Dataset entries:
»»
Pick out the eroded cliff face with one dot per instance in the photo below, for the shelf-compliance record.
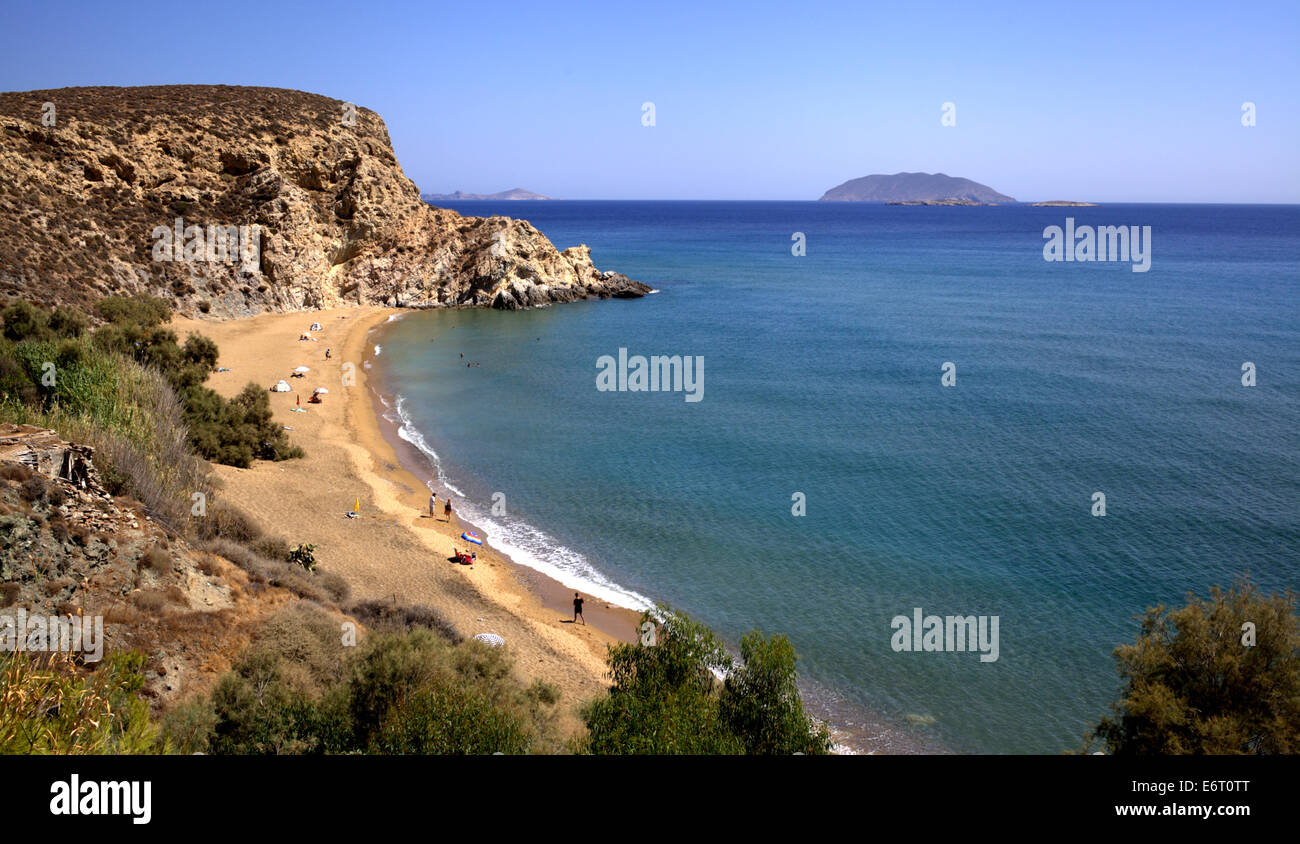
(90, 180)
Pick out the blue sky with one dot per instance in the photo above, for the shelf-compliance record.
(1113, 102)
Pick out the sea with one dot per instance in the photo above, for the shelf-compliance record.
(896, 412)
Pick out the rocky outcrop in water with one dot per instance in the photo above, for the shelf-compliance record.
(237, 200)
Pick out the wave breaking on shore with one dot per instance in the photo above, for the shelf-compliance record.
(523, 542)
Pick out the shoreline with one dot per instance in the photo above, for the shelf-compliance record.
(393, 549)
(612, 619)
(854, 730)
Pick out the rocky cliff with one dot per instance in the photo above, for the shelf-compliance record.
(235, 200)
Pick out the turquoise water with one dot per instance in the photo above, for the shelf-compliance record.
(822, 376)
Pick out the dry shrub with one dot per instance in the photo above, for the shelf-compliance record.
(35, 489)
(389, 617)
(228, 522)
(272, 548)
(150, 600)
(334, 585)
(277, 574)
(14, 472)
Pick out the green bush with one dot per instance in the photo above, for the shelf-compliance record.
(1195, 684)
(47, 705)
(666, 698)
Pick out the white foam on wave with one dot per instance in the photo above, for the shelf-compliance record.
(523, 542)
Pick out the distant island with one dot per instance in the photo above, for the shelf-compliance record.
(939, 202)
(515, 193)
(915, 187)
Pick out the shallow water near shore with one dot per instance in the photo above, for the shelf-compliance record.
(822, 376)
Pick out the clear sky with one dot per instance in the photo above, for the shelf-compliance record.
(1113, 102)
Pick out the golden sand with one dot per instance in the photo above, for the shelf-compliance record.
(394, 549)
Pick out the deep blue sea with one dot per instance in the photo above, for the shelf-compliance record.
(822, 375)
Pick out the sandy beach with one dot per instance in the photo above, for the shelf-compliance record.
(393, 549)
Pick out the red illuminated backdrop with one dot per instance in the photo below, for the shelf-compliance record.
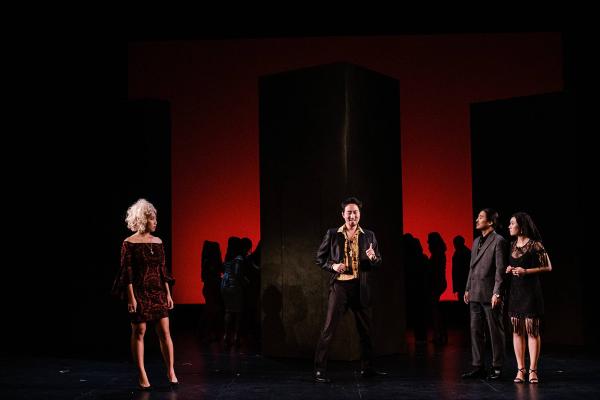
(212, 86)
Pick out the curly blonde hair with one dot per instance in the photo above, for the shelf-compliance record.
(138, 215)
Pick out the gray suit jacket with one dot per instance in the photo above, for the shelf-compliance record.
(486, 275)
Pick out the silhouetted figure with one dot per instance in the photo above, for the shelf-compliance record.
(212, 269)
(528, 259)
(252, 297)
(461, 260)
(232, 290)
(416, 287)
(437, 285)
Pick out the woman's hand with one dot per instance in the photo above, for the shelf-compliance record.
(132, 305)
(339, 268)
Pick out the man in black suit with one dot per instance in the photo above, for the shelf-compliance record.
(348, 253)
(483, 293)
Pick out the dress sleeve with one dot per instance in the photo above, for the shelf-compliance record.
(125, 275)
(541, 257)
(165, 275)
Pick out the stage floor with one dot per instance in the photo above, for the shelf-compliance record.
(206, 371)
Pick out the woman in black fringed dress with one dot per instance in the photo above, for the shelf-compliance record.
(528, 259)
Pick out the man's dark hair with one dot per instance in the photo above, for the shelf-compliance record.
(492, 216)
(351, 200)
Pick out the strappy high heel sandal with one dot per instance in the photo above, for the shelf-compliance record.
(519, 380)
(533, 380)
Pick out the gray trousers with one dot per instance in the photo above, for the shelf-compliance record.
(480, 313)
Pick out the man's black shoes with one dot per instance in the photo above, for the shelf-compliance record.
(371, 373)
(320, 377)
(477, 373)
(495, 374)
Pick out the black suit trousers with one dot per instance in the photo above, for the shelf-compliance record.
(344, 295)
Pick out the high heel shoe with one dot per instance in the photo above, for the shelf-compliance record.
(533, 380)
(519, 380)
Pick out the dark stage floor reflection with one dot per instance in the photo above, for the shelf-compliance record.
(207, 371)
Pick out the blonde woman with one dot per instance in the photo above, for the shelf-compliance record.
(144, 282)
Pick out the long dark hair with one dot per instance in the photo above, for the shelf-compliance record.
(527, 226)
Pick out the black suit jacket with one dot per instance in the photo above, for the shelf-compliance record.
(331, 252)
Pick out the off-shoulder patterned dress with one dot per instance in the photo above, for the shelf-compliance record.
(143, 265)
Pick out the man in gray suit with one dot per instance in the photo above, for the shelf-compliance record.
««
• WHAT IS ASKED
Turn the rows above into a numbered list, skipping any blank lines and leaving out the pictures.

• ANSWER TO THIS PROBLEM
1. Pick out the eroded cliff face with one dot per instance in the photo below, for the shelf-compliance record.
2. (90, 180)
3. Pick out the blue sky with one dot per instance in the photo above, for the shelf-compliance record.
4. (1113, 102)
5. Pick out the sea with one dot per instance in the photo above, for the shelf-compliance record.
6. (896, 412)
7. Pick out the rocky outcrop in water with one dot per instance in the photo above, for the shelf-compliance record.
8. (237, 200)
9. Pick out the wave breaking on shore with one dot per instance in the photo above, for the shelf-compliance record.
10. (523, 542)
11. Pick out the shoreline with one dot per instance in the photo above, for the shelf-compliance record.
12. (393, 549)
13. (612, 619)
14. (854, 730)
15. Pick out the rocky cliff with one dot per instance in the photo above, for the shelf-compliance record.
16. (235, 200)
17. Pick out the turquoise water with one dot per instance in the photo above, for the shelf-compliance record.
18. (822, 376)
19. Pick out the dry shrub with one dot per instance in the photo above, for the shelf-compliance record.
20. (35, 489)
21. (389, 617)
22. (228, 522)
23. (272, 548)
24. (150, 600)
25. (334, 585)
26. (277, 574)
27. (14, 472)
28. Pick out the green bush with one dot per instance in the photo above, for the shelf-compliance record.
29. (1195, 684)
30. (47, 705)
31. (666, 698)
32. Pick out the white foam on wave with one dot per instance in the photo above, for the shelf-compliance record.
33. (523, 542)
34. Pick out the distant island with one dot per instance in the photo above, for the shelf-compliance record.
35. (939, 202)
36. (515, 193)
37. (915, 187)
38. Pick out the shallow water near shore with one dot per instance in the photo above, for the shelf-compliance record.
39. (822, 376)
40. Pick out the clear sky with one dot per instance in the photo above, for the shelf-compliance record.
41. (1113, 102)
42. Pick out the golden sand with one dot per instance in the photo above, for the shelf-compliance record.
43. (394, 549)
44. Pick out the deep blue sea with one dot per instance in the photo above, for the shelf-compliance record.
45. (822, 375)
46. Pick out the sandy beach with one dot per instance in the photo above, for the shelf-compliance record.
47. (393, 549)
48. Pick out the red illuminated backdrop with one dot per instance in the photo below, for the shelf-compliance record.
49. (212, 86)
50. Pick out the curly blonde hair with one dot per instance in the photo above, for the shelf-compliance record.
51. (138, 215)
52. Pick out the gray suit jacket with one dot per instance in the photo above, for the shelf-compliance record.
53. (486, 275)
54. Pick out the silhouetted figure with one dot per instance in the photo above, for the shelf-compliance record.
55. (212, 269)
56. (528, 259)
57. (252, 297)
58. (461, 260)
59. (232, 290)
60. (416, 287)
61. (437, 285)
62. Pick out the woman's hand with one dot per instance in the photo above, for the shelf-compliance record.
63. (132, 305)
64. (339, 268)
65. Pick out the man in black suit with one dot per instance in the photo above, for the shelf-compliance record.
66. (348, 253)
67. (483, 293)
68. Pick out the dress sleeve with one dot per instance in the photo above, for the shelf-compliance record.
69. (125, 275)
70. (541, 257)
71. (165, 275)
72. Pick out the stage floor with one dot per instance in the photo above, for the shelf-compliance record.
73. (206, 371)
74. Pick out the woman in black fringed dress with one dot per instance in the photo above, for the shelf-compliance record.
75. (528, 259)
76. Pick out the man's dark hair with one dot per instance in the photo above, for the shelf-compliance record.
77. (492, 216)
78. (351, 200)
79. Pick out the strappy high heel sandal with one dot per instance in the photo above, for the shelf-compliance record.
80. (519, 380)
81. (533, 380)
82. Pick out the gray trousers with one dot per instance in the photo above, for the shelf-compliance record.
83. (480, 313)
84. Pick out the man's black shoes with one dot per instance in the photo above, for the shelf-compliance record.
85. (371, 373)
86. (320, 377)
87. (477, 373)
88. (495, 374)
89. Pick out the black suit trousers with one dot per instance in the photo above, for the shelf-compliance record.
90. (344, 295)
91. Pick out the high heel shoe with one dot per instance in the photo above, for the shelf-compliance record.
92. (533, 380)
93. (519, 380)
94. Pick out the dark stage floor reflection with one dot per instance in the photo above, for the shelf-compliance record.
95. (207, 371)
96. Pick out the blonde woman with one dot per instance in the photo above, for the shelf-compliance record.
97. (144, 282)
98. Pick out the long dark hair with one dot per instance in the photo above, for the shelf-compliance record.
99. (527, 226)
100. Pick out the black suit jacket with one dot per instance in the photo above, for the shelf-compliance record.
101. (331, 252)
102. Pick out the off-shoulder patterned dress with one dot per instance in the photo above, for the shelf-compliance record.
103. (143, 265)
104. Pick out the man in gray suit with one dot per instance in the photo above, for the shelf-compliance record.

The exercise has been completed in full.